■ Your instructions
Please scale the lines below by rewriting them all, requests included, with every coordinate in the answers multiplied by 0.5 and rounded to a whole number, halves rounded up. Leave the pictures out of your answer.

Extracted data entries
• • • • • • •

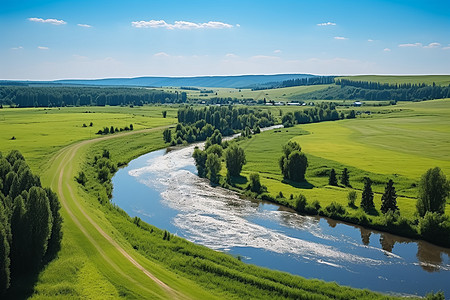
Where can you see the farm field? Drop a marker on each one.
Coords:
(400, 145)
(41, 132)
(97, 259)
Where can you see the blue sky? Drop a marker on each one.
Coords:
(43, 40)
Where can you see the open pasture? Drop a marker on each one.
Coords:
(40, 132)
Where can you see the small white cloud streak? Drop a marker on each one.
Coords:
(420, 45)
(180, 25)
(410, 45)
(161, 54)
(49, 21)
(327, 24)
(433, 45)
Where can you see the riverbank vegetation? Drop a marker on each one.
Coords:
(339, 145)
(30, 225)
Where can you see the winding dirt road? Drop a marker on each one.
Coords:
(64, 171)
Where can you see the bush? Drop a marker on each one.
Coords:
(335, 209)
(300, 203)
(351, 196)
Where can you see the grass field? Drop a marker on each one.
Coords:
(41, 132)
(104, 254)
(428, 79)
(400, 145)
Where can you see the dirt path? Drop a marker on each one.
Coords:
(65, 167)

• • • • • • •

■ Written answer
Where can you see the farm field? Drop a marker on each one.
Coords:
(200, 73)
(21, 66)
(49, 130)
Where can you see the blue sky? Drop a marker on each one.
Coords:
(22, 20)
Where can you see the open pasture? Drop a marker on each one.
Coords:
(20, 66)
Where can you see the small white cloud streak? Drop a marker on each one.
Coords:
(210, 23)
(90, 13)
(205, 23)
(81, 27)
(25, 11)
(164, 12)
(217, 23)
Where can you see the riverbank vegetation? Drop a marker on each one.
Coords:
(170, 73)
(15, 113)
Where can you see the winding dirt road? Drop a marker on each one.
Coords:
(32, 86)
Where can you see the bush? Drop a marker on each one.
Coords:
(168, 105)
(150, 102)
(176, 98)
Where can you see the grass field? Drop a marker on each one.
Coords:
(21, 66)
(52, 127)
(214, 40)
(200, 73)
Where can you see the dirt path? Drop a marker on each one.
Coords:
(33, 84)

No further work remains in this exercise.